--- WHAT TO PRODUCE ---
Please give back word for word the lines of the material below between the line containing "Target: wristwatch" and the line containing "Target: man's clenched hand", inclusive.

--- DATA FOR ANALYSIS ---
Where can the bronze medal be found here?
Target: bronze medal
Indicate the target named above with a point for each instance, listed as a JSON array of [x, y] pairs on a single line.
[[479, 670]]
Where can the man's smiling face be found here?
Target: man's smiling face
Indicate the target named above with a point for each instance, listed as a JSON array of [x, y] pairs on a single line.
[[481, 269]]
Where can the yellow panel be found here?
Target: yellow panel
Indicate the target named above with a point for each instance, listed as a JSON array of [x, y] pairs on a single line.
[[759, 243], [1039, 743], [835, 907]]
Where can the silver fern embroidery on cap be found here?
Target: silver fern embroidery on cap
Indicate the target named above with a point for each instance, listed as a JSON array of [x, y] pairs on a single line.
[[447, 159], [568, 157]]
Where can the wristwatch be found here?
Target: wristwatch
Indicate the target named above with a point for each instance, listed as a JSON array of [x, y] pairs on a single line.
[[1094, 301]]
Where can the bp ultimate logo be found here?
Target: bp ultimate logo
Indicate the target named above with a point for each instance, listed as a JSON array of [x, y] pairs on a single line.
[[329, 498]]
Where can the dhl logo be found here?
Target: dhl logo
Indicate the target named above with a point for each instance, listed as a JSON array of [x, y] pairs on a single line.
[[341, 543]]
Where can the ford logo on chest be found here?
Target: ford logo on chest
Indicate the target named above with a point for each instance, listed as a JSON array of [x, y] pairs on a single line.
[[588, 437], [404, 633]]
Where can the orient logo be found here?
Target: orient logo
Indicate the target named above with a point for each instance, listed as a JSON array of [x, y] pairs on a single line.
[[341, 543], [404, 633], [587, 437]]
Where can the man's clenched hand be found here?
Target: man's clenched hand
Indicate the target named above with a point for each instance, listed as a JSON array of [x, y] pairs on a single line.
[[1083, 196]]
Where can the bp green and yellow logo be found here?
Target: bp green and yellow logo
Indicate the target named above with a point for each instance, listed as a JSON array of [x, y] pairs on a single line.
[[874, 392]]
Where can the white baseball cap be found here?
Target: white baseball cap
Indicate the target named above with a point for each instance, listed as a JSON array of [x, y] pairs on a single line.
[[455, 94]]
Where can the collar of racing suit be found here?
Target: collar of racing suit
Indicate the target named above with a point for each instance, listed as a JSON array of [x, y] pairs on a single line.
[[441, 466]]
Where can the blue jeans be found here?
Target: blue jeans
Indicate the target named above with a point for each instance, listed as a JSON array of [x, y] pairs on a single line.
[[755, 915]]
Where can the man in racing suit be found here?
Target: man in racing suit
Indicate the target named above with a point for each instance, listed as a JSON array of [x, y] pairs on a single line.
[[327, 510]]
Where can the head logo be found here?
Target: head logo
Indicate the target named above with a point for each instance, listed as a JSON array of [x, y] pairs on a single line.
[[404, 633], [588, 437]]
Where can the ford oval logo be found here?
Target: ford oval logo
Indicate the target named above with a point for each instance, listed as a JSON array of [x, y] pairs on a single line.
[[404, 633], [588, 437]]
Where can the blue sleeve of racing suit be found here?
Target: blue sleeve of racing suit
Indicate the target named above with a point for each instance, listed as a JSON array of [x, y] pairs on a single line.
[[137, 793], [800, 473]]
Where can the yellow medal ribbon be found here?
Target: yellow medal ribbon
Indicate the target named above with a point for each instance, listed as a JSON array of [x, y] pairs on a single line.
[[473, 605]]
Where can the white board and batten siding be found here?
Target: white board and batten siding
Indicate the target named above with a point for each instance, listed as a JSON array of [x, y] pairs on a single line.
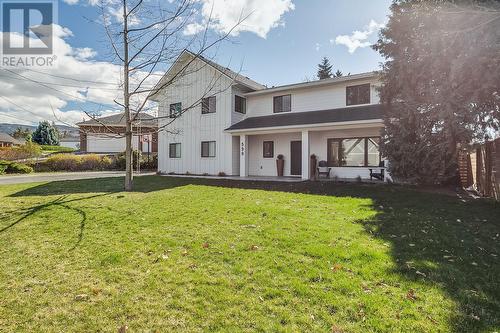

--- OUTPUT ---
Target: wristwatch
Indicate the target named above with a point for each instance, listed as a JSON array of [x, y] pairs on a single line.
[[1094, 301]]
Where can the bp ultimate logo be found here?
Target: bp ultimate logo
Indicate the target named above with a point for each instance, listed as a JSON array of [x, y] pairs on a single line.
[[329, 498]]
Where can the dhl logo be found here?
Target: dhl logo
Indicate the target named above with a point for each instance, listed as a JSON array of [x, y] pairs on a single line.
[[341, 543]]
Where can the ford logo on chest be found here?
Target: ford logo on chest
Indicate the target named above with a point for each instance, listed as a JSON array of [x, y] pairs on a single line.
[[588, 437], [404, 633]]
Where can the orient logo be found here?
Target: orient logo
Indicate the target named above with a point for each instance, listed as a JSON array of [x, y] pairs on a single line.
[[341, 543], [404, 633], [587, 437]]
Where can the man's clenched hand be found here?
Target: man's clenched hand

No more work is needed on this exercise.